Location identification entries
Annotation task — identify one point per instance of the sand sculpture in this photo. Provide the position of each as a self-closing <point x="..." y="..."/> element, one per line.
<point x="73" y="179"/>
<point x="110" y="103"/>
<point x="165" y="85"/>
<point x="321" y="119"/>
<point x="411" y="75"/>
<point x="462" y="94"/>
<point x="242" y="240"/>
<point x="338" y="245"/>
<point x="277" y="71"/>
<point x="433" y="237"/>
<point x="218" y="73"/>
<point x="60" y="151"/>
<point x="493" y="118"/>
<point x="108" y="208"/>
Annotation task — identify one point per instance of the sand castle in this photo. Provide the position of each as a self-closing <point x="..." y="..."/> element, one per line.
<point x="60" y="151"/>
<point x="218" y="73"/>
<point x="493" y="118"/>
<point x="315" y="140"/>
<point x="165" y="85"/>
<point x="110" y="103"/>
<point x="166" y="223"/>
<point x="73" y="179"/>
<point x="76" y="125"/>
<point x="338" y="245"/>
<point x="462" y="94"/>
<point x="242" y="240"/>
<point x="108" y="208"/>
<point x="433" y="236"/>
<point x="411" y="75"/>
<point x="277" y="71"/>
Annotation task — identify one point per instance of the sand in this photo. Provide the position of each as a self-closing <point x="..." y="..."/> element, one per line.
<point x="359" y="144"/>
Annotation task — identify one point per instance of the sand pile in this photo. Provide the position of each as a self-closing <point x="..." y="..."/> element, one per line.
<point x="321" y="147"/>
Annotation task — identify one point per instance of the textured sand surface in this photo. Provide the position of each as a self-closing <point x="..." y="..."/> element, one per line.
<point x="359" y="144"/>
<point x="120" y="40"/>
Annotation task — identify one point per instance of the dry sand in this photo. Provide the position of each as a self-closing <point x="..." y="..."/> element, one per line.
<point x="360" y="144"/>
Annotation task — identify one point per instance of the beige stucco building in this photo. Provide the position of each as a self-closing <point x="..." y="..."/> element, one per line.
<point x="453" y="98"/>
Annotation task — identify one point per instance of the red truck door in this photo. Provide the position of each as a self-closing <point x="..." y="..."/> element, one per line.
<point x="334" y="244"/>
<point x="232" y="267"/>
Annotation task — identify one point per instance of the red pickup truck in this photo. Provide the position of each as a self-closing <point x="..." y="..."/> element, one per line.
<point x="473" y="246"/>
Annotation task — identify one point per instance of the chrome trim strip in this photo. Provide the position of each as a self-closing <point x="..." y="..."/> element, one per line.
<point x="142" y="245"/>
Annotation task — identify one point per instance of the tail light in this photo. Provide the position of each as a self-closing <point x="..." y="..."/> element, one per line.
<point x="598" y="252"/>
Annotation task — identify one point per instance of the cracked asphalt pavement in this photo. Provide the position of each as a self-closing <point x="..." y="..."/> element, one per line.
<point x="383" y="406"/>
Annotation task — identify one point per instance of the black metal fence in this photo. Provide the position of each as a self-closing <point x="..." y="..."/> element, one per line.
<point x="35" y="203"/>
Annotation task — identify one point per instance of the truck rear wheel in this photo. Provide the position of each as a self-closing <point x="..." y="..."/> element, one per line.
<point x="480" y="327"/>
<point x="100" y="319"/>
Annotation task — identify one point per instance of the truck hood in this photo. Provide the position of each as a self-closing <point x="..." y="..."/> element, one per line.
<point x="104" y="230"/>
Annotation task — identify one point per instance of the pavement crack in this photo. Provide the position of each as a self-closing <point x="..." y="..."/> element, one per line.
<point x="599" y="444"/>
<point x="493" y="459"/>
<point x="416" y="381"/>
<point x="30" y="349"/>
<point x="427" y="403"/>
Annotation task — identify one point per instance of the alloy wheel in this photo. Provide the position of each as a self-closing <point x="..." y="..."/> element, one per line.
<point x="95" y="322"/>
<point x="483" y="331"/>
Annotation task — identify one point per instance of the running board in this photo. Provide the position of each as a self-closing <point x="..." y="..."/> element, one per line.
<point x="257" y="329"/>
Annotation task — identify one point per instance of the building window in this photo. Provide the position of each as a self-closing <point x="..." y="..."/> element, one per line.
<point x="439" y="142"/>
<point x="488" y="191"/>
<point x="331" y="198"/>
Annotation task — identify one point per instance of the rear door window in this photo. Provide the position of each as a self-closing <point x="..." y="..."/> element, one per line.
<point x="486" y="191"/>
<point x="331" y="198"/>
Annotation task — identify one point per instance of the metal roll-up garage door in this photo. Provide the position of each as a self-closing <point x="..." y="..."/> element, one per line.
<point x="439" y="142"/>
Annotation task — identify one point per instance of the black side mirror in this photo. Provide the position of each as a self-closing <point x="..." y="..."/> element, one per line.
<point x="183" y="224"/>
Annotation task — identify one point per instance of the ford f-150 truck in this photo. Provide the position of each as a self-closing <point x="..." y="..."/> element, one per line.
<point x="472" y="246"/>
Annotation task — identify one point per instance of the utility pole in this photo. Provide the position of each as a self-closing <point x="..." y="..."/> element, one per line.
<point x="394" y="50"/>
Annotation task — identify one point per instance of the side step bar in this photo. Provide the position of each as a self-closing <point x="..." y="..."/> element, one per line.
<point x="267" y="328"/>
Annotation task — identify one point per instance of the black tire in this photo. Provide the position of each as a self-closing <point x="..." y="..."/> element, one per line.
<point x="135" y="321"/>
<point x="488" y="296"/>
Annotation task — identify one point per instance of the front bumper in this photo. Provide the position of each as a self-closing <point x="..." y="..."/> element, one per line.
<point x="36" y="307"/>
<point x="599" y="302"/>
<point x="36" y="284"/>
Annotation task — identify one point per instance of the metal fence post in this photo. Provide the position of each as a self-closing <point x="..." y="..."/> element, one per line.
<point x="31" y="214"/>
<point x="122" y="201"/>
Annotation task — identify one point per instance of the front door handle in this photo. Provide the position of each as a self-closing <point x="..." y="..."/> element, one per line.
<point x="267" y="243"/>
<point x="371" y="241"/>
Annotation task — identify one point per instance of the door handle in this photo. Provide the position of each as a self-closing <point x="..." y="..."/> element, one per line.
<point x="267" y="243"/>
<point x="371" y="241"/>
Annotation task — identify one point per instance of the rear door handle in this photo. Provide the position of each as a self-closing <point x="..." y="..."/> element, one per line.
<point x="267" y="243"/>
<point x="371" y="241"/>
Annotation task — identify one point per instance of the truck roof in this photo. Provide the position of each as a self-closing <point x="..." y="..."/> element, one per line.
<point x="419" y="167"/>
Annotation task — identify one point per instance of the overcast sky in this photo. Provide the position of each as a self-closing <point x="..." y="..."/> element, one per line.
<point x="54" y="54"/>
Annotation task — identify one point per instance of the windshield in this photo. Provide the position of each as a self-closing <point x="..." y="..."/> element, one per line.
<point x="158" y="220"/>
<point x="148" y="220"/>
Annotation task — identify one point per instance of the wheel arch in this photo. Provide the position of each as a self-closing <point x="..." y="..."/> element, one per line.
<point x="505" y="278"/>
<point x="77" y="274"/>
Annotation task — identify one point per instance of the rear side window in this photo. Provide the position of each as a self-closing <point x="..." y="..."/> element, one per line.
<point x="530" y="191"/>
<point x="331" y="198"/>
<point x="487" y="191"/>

- Goal of the exercise
Rewrite the rows from the line containing "of the overcast" through the end of the rows, both ends included, with the requests unchanged. In each answer, multiply every x and y coordinate by 1.35 and round to a whole number, with halves rounding up.

- Finished answer
Annotation task — identify one point per instance of the overcast sky in this photo. Provide the position of each as a self-closing <point x="..." y="..."/> element, one per line.
<point x="73" y="73"/>
Annotation task — identify one point per instance of the windshield in this photo. Provide the position of each as a self-closing <point x="..." y="..."/> element, one per line.
<point x="213" y="297"/>
<point x="200" y="297"/>
Annotation task — identify one point per instance of the wheel arch in this photo. Provide the position of each as a self-closing <point x="..." y="..."/> element, one per line.
<point x="682" y="375"/>
<point x="104" y="370"/>
Annotation task — identify one point per instance of the rear side window in this photo. Provide the position of each as a self-closing <point x="..." y="..."/> element, one per line.
<point x="716" y="258"/>
<point x="447" y="267"/>
<point x="657" y="258"/>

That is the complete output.